# Directions
Continue the Challengers interview text from the point where it stops.

# Passage provided
BEGIN

You’re right. Prior to this project coming together, I met with Justin Kuritzkes, the writer. I’d just moved to New York and it was just a coffee meeting, just to chat and be introduced. This is Justin’s first feature film, so I was sent the script of Challengers two years before and we met. I was like, “This film is amazing. It’s so beautifully written.” And he said, “Which character do you see yourself playing?” I was like, “Obviously Art. Obviously.” So I was exactly the same as you. But that’s the dream. You always want to play stuff that feels further from you. It’s the bigger challenge.

How did it feel watching yourself in that mode?

Nice, I think? I don’t know. [ Laughs] Well, first of all, when I first saw it, I was like, “What happened? Where’s it all gone?” I’ve now learned that you can’t just go to the gym for three months and then stop and it’ll be there forever. So that was a good, late lesson for me to learn.

Talk about the choreography of the intimate scene with you, Mike, and Zendaya. Patrick and Art are seducing Zendaya’s Tashi before things get a bit messier between the three. What was filming that like?

Luca had a very clear idea of what happens on the bed. The idea of me and Mike, with Zendaya in the middle—this idea that it’s Kissing, Kissing, and then it turns into this three-way kiss—and then suddenly Mike and I are kissing. That was very clear. We all kind of figured out, how are we going to do this? How does this work?

There is an element of improvisation with it. It was fairly organic. We did little things, like, when they’re sitting on the floor and she goes onto the bed, I was up in a flash and not holding back. That came from us knowing our characters well, and knowing the dynamics between the three of us.

You also seem to know your La Chimera character very well. I know you actually sent Alice a fan letter before you were cast. What’s your origin story with her work and how that led here?

END

# Provided information
BEGIN

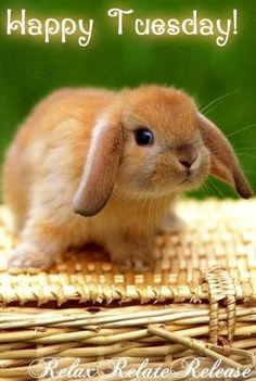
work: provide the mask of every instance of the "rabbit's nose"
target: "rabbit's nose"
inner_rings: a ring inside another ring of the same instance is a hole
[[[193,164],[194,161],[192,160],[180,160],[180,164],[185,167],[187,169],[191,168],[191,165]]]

END
BEGIN

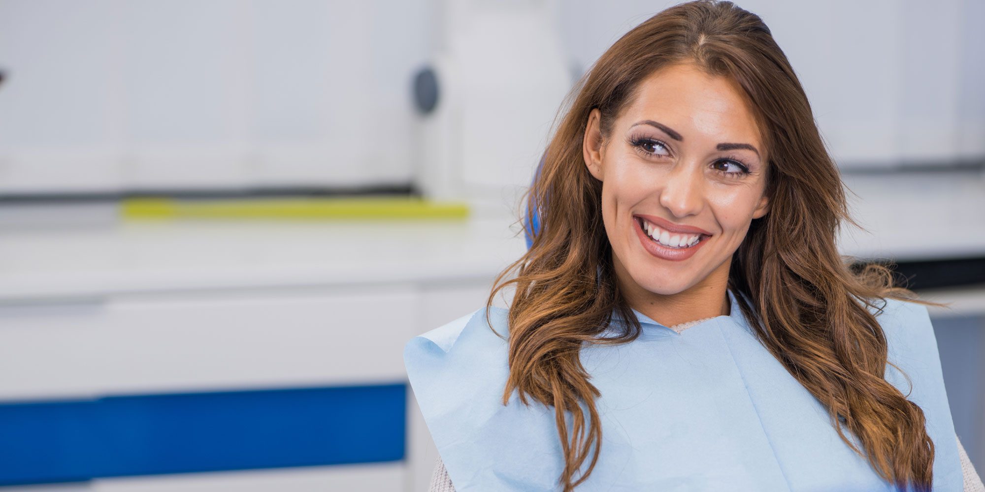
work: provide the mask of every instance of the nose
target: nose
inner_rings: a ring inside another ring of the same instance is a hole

END

# Response
It’s a good one. My younger brother is an academic. He teaches in Edinburgh, Scotland, and he’s one of the best people I know in my life. He’s my best friend. He used to go to the cinema and call me, like he was bridging a gap and being like, “I’m interested in what you do,” which he never needs to do, because I do very little to throw myself into what he does. I’d be like, “Cool, what’d you see?” And he’d be like, “This film, Spider-Man. It’s amazing. Really interesting. Guy gets infected by this spider.” [Laughs]

So he’d go to the mainstream films. But then one day he called me and he was like, “I’ve just seen this Italian movie called Happy as Lazzaro, and I think it’s the best film I’ve ever seen.” I went and watched it that night, and I came out and I felt like I found a filmmaker that was making films for just me. So I wrote this letter, saying, “Dear Alice, I love your work. Please can we hang out?” But I had no address. She lives very remote in Italy, in this small community. No one knows where she lives. I’d write letters with a little side note on the envelope, saying, “If anyone knows where she lives, can you just get it to her?”